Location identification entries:
________________________

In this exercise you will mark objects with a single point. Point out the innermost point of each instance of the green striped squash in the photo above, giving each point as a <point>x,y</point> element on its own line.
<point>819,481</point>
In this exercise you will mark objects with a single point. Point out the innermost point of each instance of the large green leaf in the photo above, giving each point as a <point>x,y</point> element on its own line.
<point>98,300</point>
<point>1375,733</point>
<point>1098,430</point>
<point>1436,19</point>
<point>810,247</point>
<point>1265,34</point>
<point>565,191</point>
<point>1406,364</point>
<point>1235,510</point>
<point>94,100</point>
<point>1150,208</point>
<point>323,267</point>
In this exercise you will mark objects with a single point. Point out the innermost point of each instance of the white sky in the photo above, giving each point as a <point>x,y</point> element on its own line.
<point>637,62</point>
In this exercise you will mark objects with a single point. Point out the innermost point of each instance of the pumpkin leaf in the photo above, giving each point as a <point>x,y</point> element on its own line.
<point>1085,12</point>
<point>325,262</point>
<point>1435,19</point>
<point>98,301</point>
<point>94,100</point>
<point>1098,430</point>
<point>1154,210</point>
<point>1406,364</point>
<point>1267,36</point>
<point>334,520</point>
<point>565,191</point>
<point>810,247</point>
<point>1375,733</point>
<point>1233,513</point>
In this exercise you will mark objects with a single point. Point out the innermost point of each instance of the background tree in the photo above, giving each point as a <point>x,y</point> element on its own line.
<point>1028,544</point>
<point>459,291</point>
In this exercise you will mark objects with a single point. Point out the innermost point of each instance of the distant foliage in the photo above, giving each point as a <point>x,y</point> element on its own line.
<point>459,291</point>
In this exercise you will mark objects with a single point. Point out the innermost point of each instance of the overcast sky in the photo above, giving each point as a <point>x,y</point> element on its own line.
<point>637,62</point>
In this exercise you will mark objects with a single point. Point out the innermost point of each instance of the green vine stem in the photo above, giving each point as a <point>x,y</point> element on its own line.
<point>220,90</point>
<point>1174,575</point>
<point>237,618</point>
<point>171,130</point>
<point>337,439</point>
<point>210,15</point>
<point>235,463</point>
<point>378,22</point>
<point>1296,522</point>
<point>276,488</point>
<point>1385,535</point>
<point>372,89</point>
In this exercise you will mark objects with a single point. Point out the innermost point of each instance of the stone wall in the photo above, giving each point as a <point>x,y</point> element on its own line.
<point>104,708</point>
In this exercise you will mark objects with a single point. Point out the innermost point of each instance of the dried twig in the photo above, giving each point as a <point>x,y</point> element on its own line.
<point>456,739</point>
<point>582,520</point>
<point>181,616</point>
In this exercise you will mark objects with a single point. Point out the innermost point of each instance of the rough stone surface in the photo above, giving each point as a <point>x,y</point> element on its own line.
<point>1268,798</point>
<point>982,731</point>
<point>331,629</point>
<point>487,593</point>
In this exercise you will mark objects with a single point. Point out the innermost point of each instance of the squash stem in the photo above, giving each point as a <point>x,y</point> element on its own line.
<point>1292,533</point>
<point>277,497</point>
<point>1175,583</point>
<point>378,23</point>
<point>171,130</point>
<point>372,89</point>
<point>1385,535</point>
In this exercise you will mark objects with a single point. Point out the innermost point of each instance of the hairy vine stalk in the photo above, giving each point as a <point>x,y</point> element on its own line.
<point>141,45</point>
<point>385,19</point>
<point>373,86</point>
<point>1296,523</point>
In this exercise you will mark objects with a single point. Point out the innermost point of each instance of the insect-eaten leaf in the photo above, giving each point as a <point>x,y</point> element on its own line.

________________________

Reproduce every one of the records above verbatim, line for line.

In this exercise you will mark objects with a single point. Point out the innermost point of each instance of the green striped squash in the photo above, giving each point as a <point>x,y</point> element on its own line.
<point>819,481</point>
In this exercise you will mark objects with a single point. Point out the innermost point of each instance of the large green leaf in the photo above, giving each point as a <point>x,y</point> element on its own line.
<point>98,300</point>
<point>1375,733</point>
<point>1098,430</point>
<point>1436,19</point>
<point>810,247</point>
<point>1265,34</point>
<point>565,191</point>
<point>1406,364</point>
<point>1235,510</point>
<point>94,100</point>
<point>1150,208</point>
<point>323,267</point>
In this exercise you will mark objects with a single point. Point out the innermost point of each instance of the white sky in the photo above, giving each point as a <point>x,y</point> element on its own line.
<point>637,62</point>
In this exercise you will mark objects with a single point. Point out the innermost point of each instance of the pumpkin leaf in the photo above, giving each point as a <point>x,y</point> element on its own line.
<point>1085,12</point>
<point>325,262</point>
<point>1435,19</point>
<point>98,301</point>
<point>94,100</point>
<point>1098,430</point>
<point>1154,210</point>
<point>1406,364</point>
<point>1267,36</point>
<point>334,520</point>
<point>565,191</point>
<point>810,247</point>
<point>1375,733</point>
<point>1233,513</point>
In this exercise you will mark objects with a single point. Point out the innermost point of each instance of the background tree in the photo above, giving each point as a <point>x,y</point> element on its own line.
<point>1028,544</point>
<point>459,291</point>
In this exercise you will mark objects with a single point. Point out the innermost point of each instance of the distant foliage in the photo above, giving each point as a <point>x,y</point> element on its own line.
<point>459,291</point>
In this exercise you will mark objects with a single point. Point out the innermost point of each instance of the overcast sky in the photo above, giving each point as a <point>x,y</point> element on its own line.
<point>637,62</point>
In this exercise you will mark objects with a single point. Point out the innermost point of each instance of the green vine stem in the photo above, giving each point as a <point>x,y</point> element on its own line.
<point>220,90</point>
<point>1174,575</point>
<point>237,618</point>
<point>171,130</point>
<point>337,439</point>
<point>210,15</point>
<point>235,463</point>
<point>378,22</point>
<point>1296,522</point>
<point>276,488</point>
<point>1385,535</point>
<point>372,89</point>
In this exercise you will mark objects with a single point. Point out the innermost point of each instance of the stone wall in the photo above, giving each point as a <point>x,y</point> element on its own line.
<point>104,708</point>
In this exercise you will mark objects with a single point. Point out the innermost point of each instance of the dried twig in the photo above, giving each point as a <point>x,y</point> element on its own line.
<point>456,739</point>
<point>582,520</point>
<point>181,616</point>
In this exercise you will mark objects with a single point. Point out the innermost point of each instance of the rough stone surface in the photo above, giving each point as a <point>x,y</point> element on its own line.
<point>1268,798</point>
<point>982,731</point>
<point>331,629</point>
<point>487,593</point>
In this exercise you will mark objects with a single point. Point out the innermost point of each instance of the squash stem in the photo above, giving each point as a <point>x,y</point> element on its own line.
<point>1292,533</point>
<point>277,497</point>
<point>1175,583</point>
<point>378,23</point>
<point>171,130</point>
<point>372,89</point>
<point>1385,535</point>
In this exercise you will mark objects with a single point. Point out the innermost point of each instance of the hairy vine stalk in the photo above, giving each point as a <point>x,y</point> element on its own line.
<point>141,45</point>
<point>385,19</point>
<point>373,86</point>
<point>1296,523</point>
In this exercise you will mark objects with a single point. Point out the innermost point of each instance of the insect-eaten leaf in the photo above, giving each point as a <point>x,y</point> element on its own line.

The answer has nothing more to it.